• _DOCUMENT SEGMENT_:
——————————
Submitted to: Food Microbiology
Publication Type: Peer Reviewed Journal
Publication Acceptance Date: 1/22/1999
Publication Date: N/A
Interpretive Summary: O157:H7 is a highly toxic strain of Escherichia coli that kills more than 500 people per year. The virulence of O157:H7 is dependent on its ability to survive the low pH of the gastric stomach. The genetics of extreme acid resistance in E. coli was very poorly understood. Our experiments sought to define more precisely the roles of pH, fermentation acids, redox potential and RpoS in the acid resistance in E. coli O157:H7. Results indicated acetic acid promoted extreme acid resistance particularly when the pH was low. Oxygen decreased the ability of acetic acid to promote extreme acid resistance. This and subsequent work may provide means of preventing E. coli infection in humans.
——————————
• _DATASET ENTRIES_:
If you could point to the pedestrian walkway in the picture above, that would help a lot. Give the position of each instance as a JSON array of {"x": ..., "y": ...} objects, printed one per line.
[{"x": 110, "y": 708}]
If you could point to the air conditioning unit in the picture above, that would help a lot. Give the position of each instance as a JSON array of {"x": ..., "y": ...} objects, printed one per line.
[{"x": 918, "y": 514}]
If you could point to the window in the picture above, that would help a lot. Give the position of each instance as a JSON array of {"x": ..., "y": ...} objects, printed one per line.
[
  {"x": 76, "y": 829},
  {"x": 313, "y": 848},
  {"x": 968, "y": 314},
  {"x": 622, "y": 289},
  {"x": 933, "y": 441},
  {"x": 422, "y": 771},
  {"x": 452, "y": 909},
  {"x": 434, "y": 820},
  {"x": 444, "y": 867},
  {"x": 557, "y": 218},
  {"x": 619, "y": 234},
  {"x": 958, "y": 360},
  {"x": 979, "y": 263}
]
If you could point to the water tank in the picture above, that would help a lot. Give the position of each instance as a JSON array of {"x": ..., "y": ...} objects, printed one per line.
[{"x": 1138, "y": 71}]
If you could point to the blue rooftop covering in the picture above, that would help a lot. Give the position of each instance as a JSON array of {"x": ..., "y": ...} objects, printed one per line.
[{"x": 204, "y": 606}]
——————————
• _WORK TO BE COMPLETED_:
Answer these questions from the summary on acid resistance in E. coli O157:H7:
1. To which journal was the work submitted?
2. What is the publication acceptance date?
3. What decreased the ability of acetic acid to promote extreme acid resistance?
The items are separate from the text and have nothing to do with it.

• _RESPONSE TO THIS TASK_:
1. Food Microbiology
2. 1/22/1999
3. Oxygen